◆ REQUIRED WORK
Reproduce all of the data below word for word, omitting the pictures.

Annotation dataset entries
=======

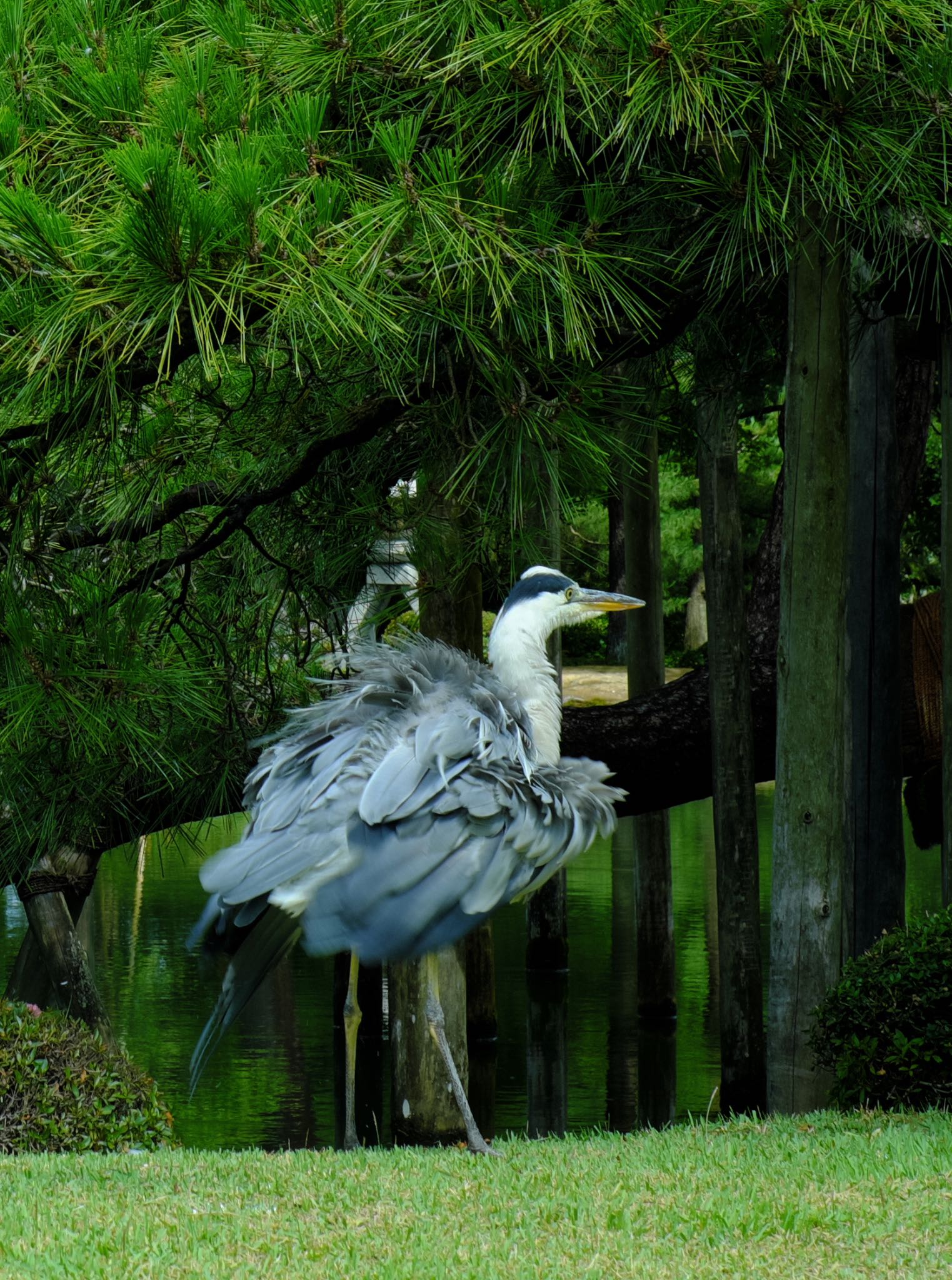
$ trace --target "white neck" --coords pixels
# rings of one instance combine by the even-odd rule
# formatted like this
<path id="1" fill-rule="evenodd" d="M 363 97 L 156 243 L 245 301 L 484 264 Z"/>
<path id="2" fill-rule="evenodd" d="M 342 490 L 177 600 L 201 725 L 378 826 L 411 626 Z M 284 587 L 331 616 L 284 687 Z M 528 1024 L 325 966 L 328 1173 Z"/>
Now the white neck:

=======

◆ ANSWER TO THIS TASK
$ trace --target "white neck" --coords pixels
# rings of one instance combine by the even-odd rule
# formatted like this
<path id="1" fill-rule="evenodd" d="M 363 97 L 156 243 L 245 301 L 484 264 Z"/>
<path id="2" fill-rule="evenodd" d="M 342 490 L 177 600 L 201 725 L 378 826 L 411 626 Z M 284 587 L 331 616 L 284 687 Z M 528 1024 L 325 966 L 328 1173 Z"/>
Now the white neck:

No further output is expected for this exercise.